╭──

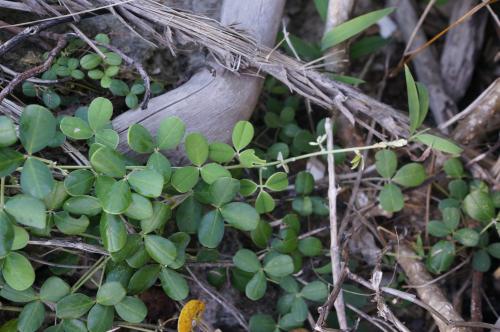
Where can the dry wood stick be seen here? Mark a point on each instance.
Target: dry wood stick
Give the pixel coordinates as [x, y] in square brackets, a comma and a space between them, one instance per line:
[21, 77]
[334, 245]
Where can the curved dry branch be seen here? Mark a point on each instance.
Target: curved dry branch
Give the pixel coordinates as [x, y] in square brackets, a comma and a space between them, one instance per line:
[431, 294]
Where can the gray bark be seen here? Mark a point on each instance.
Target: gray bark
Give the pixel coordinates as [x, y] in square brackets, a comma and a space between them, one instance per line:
[425, 63]
[461, 49]
[212, 101]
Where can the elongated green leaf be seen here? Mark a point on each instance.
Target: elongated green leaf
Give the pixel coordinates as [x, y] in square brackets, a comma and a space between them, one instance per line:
[170, 133]
[17, 271]
[174, 284]
[413, 100]
[27, 210]
[54, 289]
[36, 178]
[110, 293]
[352, 27]
[440, 144]
[423, 100]
[160, 249]
[37, 127]
[100, 112]
[76, 128]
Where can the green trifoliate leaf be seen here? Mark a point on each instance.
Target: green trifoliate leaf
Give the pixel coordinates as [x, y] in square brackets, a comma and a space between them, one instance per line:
[170, 133]
[242, 135]
[37, 127]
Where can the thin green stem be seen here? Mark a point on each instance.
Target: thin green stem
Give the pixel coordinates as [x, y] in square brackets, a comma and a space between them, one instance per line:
[380, 145]
[491, 223]
[84, 278]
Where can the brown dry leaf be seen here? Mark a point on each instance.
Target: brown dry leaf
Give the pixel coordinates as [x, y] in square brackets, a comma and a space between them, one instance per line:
[190, 314]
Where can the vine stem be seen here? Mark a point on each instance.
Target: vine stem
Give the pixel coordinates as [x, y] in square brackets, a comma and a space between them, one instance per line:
[2, 192]
[380, 145]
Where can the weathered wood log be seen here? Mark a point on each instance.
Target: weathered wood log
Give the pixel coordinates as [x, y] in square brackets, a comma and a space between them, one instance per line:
[481, 117]
[461, 49]
[213, 100]
[426, 63]
[428, 291]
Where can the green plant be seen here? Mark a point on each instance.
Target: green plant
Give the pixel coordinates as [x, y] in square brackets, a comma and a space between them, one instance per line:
[83, 69]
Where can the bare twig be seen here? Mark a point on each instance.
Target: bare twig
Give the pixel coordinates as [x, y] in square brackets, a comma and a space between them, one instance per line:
[461, 49]
[324, 310]
[476, 311]
[29, 32]
[431, 294]
[334, 246]
[67, 243]
[21, 77]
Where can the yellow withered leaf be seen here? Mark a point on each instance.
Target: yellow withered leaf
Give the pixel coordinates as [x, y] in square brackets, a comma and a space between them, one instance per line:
[190, 314]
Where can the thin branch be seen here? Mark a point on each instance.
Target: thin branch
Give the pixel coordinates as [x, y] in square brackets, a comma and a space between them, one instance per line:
[324, 310]
[334, 246]
[67, 243]
[21, 77]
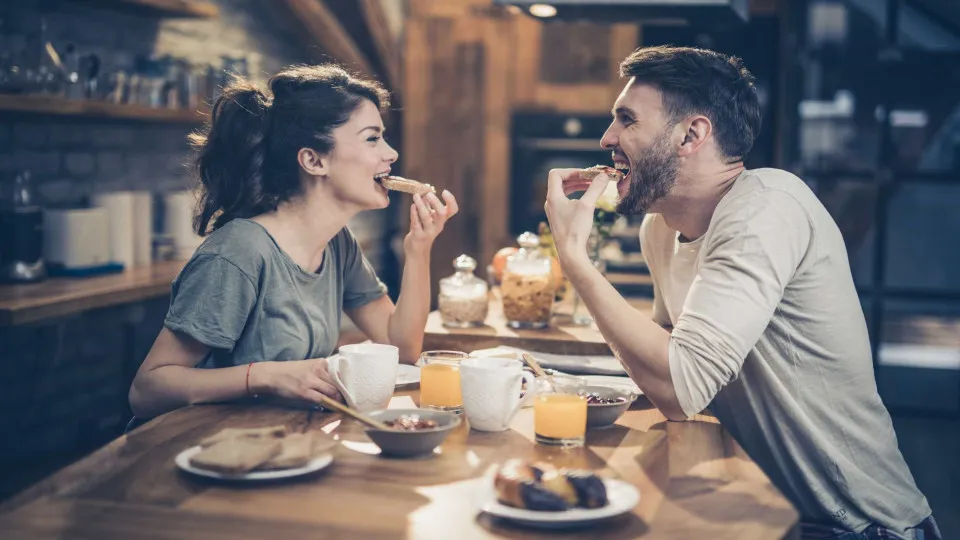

╰──

Problem statement
Copy every line from the one containing "Where can the yellow" through the end of the entries, including the requests, and raise each pixel coordinate in the answers by 5. Leave the pictures out.

Reply
Where can the yellow withered leaf be seen here? Mark a point on each instance.
Target: yellow withered leaf
Give the pixel coordinates as [x, y] in square brackets, a comma and a space between them, one instance per line:
[195, 319]
Where can the thin branch be seen here? Mark a point on each instance.
Target: thin branch
Give the pixel coordinates as [x, y] in square brackets, a comma and a space between them, one instance per line:
[329, 315]
[339, 251]
[72, 248]
[26, 82]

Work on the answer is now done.